-- SOURCE DOCUMENT --
════

Jurassic Scarp E3 5b
Perhaps slightly easier these days with the increase in the average climber's sport fitness, the last of the big walls on the right of Whitestone is a deserved pumpy classic. The route can just about be climbed in one pitch, with a straightforward bold lower section, feeling relaxingly slabby, but then being sharply interrupted by a decidedly steep upper wall. Chris Woodall's remarkable first ascent of this buttress was protected by pre-placed threads, which remain; the wall seemingly never having been done without them.
Our next crag is hidden in the wooded dales northwest of Helmsley. Peak Scar is another extensive crag attaining a height of 35 metres. It differs from Whitestone in being composed of a slightly harder pure white rock that is crisscrossed by juggy breaks and vertical fissures along its entire length. This regular pattern of breaks swallows large protection in abundance, as well as forming moves that are possible at remarkably amenable grades, especially considering the cliff's generally steep nature. As such, it is a fantastic introduction to sustained traditional climbing and also a brilliant shady option for a blistering summer's day. Only a small selection of the numerous excellent climbs are detailed here.
Following a fatality, the BMC agreed the following conditions with the landowner - failure to comply with these requirements could result in a complete ban on climbing:
- No large groups
- No outdoor education or instructional groups
- No dogs
- All climbers must descend on foot - NO abseiling
Jordu seems to capture the very essence of low-grade limestone climbing. A plumb vertical corner, the line manages to be both impressive and audacious, whilst still boasting plenty of relaxing positions to place good gear from and take in the view.
Frenesi VS 4c
Peak Scar has several technical wall climbs to choose from; the best probably being the beautiful wall of Frenesi. This fine pitch takes a superb route up the most exposed buttress of the crag, quickly leaving the shintangled undergrowth for a much purer existence up high. Protection is never lacking, but several small bulges give the climbing an imposing feel. Once upon a time, it was traditional to split the climbing into a couple of pitches, but with careful ropework, it is now possible to enjoy the entirety of this mega classic in one spectacular pitch. Be sure to take a moment in the final cave to fully immerse yourself in the beauty of the wooded dale below.
B.B.C. E2 5c
Quite at odds with the majority of the rest of the crag, BBC poses a wild athletic challenge through the large square overhang in the middle of the cliff. John Redhead's now famous first ascent of the line relied on only a couple of woefully poor pieces of gear, demanding both boldness and ingenuity in equal measure. These days the situation has changed very little; a largish cam or hex may protect the moves a little better, but the stiff pull through that obscenely exposed roof still packs a good adrenaline punch.

════

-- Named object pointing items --
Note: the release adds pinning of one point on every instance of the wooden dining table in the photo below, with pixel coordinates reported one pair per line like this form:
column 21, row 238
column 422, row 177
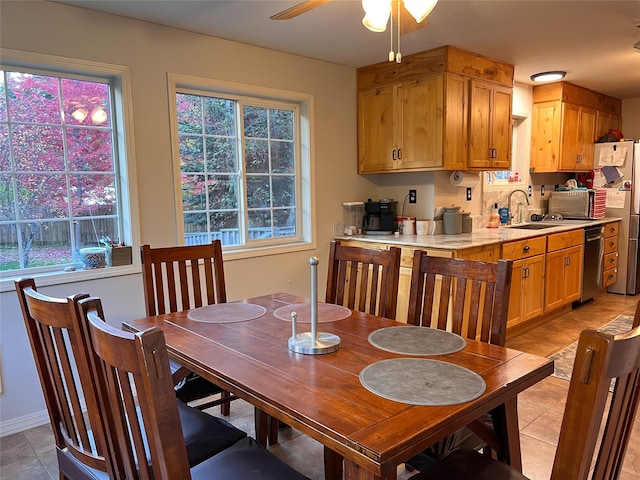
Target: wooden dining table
column 322, row 395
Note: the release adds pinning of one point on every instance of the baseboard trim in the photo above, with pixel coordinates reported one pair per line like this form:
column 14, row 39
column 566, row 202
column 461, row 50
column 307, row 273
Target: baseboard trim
column 21, row 424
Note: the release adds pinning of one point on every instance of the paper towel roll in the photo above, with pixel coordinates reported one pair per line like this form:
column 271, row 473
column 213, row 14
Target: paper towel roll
column 464, row 179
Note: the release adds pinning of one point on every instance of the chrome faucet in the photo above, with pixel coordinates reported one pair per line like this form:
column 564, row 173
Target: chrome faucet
column 526, row 197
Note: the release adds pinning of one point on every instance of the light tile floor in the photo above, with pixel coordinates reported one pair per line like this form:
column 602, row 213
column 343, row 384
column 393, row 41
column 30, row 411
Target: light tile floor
column 30, row 455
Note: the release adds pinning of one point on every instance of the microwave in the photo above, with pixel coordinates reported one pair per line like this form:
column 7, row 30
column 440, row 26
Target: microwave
column 579, row 204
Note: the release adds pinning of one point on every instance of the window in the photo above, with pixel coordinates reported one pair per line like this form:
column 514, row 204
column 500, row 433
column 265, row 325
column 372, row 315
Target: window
column 61, row 167
column 241, row 168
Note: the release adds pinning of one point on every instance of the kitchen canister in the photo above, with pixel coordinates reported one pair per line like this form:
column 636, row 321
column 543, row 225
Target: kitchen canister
column 467, row 222
column 452, row 221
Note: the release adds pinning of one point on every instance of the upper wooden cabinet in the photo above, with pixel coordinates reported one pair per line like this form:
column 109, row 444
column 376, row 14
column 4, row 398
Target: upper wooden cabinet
column 566, row 122
column 489, row 126
column 415, row 115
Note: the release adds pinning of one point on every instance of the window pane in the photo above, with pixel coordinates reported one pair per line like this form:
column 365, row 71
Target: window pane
column 37, row 148
column 89, row 149
column 189, row 113
column 258, row 191
column 34, row 98
column 256, row 154
column 255, row 122
column 221, row 155
column 194, row 195
column 222, row 192
column 191, row 153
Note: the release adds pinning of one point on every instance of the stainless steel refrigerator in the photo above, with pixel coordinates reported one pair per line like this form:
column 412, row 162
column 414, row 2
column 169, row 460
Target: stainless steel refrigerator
column 619, row 164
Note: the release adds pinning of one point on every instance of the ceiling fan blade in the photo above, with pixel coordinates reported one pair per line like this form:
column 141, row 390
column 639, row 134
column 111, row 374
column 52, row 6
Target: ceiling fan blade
column 408, row 24
column 298, row 9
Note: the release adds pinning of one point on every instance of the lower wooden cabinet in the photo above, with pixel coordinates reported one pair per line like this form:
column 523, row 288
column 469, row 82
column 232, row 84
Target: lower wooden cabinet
column 563, row 282
column 527, row 278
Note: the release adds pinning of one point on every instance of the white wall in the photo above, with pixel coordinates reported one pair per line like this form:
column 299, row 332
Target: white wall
column 151, row 52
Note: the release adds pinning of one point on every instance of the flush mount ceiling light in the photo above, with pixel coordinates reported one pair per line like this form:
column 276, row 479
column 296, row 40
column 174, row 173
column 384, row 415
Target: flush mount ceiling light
column 548, row 76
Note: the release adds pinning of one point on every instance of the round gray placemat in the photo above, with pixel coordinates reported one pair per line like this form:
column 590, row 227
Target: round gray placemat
column 422, row 381
column 226, row 312
column 327, row 312
column 415, row 340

════

-- TO BE DONE --
1 - Answer these from the climbing guide:
(a) What height does Peak Scar attain?
(b) What protected Chris Woodall's first ascent of the Jurassic Scarp buttress?
(c) What gear does the B.B.C. description say may protect its moves a little better these days?
2 - Output the stretch of the climbing guide from "Frenesi VS 4c" through "wooded dale below.", word for word.

-- WORKED SOLUTIONS --
1 -
(a) 35 metres
(b) Pre-placed threads
(c) A largish cam or hex

2 -
Frenesi VS 4c
Peak Scar has several technical wall climbs to choose from; the best probably being the beautiful wall of Frenesi. This fine pitch takes a superb route up the most exposed buttress of the crag, quickly leaving the shintangled undergrowth for a much purer existence up high. Protection is never lacking, but several small bulges give the climbing an imposing feel. Once upon a time, it was traditional to split the climbing into a couple of pitches, but with careful ropework, it is now possible to enjoy the entirety of this mega classic in one spectacular pitch. Be sure to take a moment in the final cave to fully immerse yourself in the beauty of the wooded dale below.